─── EXCERPTED TEXT

Oireachtas Joint and Select Committees

Wednesday, 15 January 2014

Committee on Finance, Public Expenditure and Reform: Select Sub-Committee on Finance

Estimates for Public Services 2014
Vote 7 - Office of the Minister for Finance (Revised)
Vote 8 - Office of the Comptroller and Auditor General (Revised)
Vote 9 - Office of the Revenue Commissioners (Revised)
Vote 10 - Office of the Appeal Commissioners (Revised)

2:00 pm

Photo of Michael NoonanMichael Noonan (Limerick City, Fine Gael) | Oireachtas source

I am pleased to have the opportunity to appear before the select sub-committee today in connection with the 2014 Estimates for my Department and for the offices under the ambit of my Department, including the Revenue Commissioners, the Appeal Commissioners and the Comptroller and Auditor General.

I record my thanks to all the officials at the Department who worked together to continue to meet all the demands placed on them in 2013, including delivering a very successful Presidency agenda, introducing a budget under the new European cycle, positively interacting with the Irish Fiscal Advisory Council and managing the elements of the troika programme to leave the country in a position where we could successfully exit the three year EU-IMF programme of financial support, an economic transformation that allows us to remain unique, at this stage, in the EU and eurozone.

The Department has achieved important objectives during the year in a number of policy areas as targeted in the Statement of Strategy 2011-2014. Our success in achieving these objectives was facilitated, in large part, by changes in how we worked. This included the development of an integrated business planning process, which ensured resources were directed towards key priorities, the filling of senior appointments and a focus on training and development to ensure staff are appropriately skilled to meet the challenges. This thrust will continue during 2014.

We are committed to increasing transparency and openness, including regular reporting against targets, and outreach to our national and international stakeholders to better inform our policy development. The statistics bear this out. During 2013, my Department received 5,866 parliamentary questions, processed 220 freedom of information requests and processed 302 Government memos. In addition, my Department facilitated a number of consultation fora to extend the scope of our external interfaces.

──────
─── RECORDS SUPPLIED

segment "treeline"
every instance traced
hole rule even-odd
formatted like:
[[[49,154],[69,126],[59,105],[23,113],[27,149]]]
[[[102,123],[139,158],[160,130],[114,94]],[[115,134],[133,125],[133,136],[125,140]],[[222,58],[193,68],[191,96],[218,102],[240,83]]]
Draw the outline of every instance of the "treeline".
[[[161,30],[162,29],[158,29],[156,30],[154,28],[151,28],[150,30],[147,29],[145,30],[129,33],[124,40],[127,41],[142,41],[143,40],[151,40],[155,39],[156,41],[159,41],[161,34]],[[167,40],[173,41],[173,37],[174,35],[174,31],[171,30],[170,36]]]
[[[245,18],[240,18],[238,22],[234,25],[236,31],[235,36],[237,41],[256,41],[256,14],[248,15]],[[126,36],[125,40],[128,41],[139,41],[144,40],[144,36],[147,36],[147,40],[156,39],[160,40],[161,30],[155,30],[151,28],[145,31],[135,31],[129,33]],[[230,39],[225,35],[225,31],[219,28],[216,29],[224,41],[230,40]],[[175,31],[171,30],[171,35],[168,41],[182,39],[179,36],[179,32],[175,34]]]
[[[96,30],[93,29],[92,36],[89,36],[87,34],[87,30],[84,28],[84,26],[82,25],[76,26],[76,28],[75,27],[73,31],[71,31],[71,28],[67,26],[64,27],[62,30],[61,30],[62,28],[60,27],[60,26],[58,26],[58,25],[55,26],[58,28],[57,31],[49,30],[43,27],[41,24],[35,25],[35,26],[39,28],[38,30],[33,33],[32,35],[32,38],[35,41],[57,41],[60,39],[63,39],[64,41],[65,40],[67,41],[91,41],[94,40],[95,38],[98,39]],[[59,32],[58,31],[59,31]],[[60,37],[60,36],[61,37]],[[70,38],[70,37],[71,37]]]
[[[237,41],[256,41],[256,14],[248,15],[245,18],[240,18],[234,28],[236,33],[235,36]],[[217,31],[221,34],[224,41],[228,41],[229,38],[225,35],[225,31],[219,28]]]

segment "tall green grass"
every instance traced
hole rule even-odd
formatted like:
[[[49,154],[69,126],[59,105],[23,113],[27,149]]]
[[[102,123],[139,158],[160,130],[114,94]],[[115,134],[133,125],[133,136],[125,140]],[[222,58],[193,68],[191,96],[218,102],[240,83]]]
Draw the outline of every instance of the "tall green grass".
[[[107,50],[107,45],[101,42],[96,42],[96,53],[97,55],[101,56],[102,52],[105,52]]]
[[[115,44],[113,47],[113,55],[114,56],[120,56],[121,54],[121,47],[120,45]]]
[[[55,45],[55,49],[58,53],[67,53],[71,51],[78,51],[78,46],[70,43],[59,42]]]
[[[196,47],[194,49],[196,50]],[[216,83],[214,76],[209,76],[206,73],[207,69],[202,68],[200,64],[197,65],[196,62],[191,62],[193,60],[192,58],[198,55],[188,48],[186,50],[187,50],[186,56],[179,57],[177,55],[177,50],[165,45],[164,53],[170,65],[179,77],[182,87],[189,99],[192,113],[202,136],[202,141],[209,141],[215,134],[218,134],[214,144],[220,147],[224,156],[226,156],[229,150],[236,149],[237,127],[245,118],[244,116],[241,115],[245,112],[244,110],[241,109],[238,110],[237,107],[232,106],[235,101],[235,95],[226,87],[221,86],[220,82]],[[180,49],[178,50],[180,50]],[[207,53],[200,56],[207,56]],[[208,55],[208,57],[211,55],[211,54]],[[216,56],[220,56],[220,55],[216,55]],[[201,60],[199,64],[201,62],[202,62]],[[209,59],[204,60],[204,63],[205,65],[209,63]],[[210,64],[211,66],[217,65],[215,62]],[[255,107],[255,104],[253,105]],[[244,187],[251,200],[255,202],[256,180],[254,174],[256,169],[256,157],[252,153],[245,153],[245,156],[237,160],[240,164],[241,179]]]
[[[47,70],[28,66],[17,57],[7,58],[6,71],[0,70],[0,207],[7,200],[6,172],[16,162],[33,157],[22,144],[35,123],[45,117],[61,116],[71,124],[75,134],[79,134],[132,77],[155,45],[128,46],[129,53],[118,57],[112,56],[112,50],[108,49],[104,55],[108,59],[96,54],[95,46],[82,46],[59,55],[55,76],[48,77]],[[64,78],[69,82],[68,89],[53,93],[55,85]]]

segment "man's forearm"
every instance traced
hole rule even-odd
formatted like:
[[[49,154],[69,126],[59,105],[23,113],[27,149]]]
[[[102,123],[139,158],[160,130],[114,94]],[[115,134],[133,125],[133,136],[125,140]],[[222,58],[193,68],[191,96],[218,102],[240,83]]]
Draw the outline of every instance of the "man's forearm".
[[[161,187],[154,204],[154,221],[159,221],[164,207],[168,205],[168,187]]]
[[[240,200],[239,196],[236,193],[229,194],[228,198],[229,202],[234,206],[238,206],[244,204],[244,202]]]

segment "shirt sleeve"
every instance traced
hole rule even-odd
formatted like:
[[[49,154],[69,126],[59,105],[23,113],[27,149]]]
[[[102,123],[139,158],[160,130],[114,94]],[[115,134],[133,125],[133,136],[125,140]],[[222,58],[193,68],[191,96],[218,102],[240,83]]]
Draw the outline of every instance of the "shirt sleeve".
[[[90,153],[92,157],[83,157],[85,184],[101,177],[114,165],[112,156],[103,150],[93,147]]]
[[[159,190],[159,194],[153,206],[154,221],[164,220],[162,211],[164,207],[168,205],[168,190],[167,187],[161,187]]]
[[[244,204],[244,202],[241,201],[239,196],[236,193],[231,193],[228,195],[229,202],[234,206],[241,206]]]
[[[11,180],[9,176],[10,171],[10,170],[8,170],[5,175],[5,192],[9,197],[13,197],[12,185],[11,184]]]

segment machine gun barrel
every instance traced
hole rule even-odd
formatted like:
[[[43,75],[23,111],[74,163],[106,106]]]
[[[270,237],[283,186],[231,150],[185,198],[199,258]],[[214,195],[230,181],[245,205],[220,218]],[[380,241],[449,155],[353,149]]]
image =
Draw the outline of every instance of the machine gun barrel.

──────

Copy the committee transcript word for word from "Wednesday, 15 January" to "Revenue Commissioners (Revised)". None of the data is needed here.

Wednesday, 15 January 2014

Committee on Finance, Public Expenditure and Reform: Select Sub-Committee on Finance

Estimates for Public Services 2014
Vote 7 - Office of the Minister for Finance (Revised)
Vote 8 - Office of the Comptroller and Auditor General (Revised)
Vote 9 - Office of the Revenue Commissioners (Revised)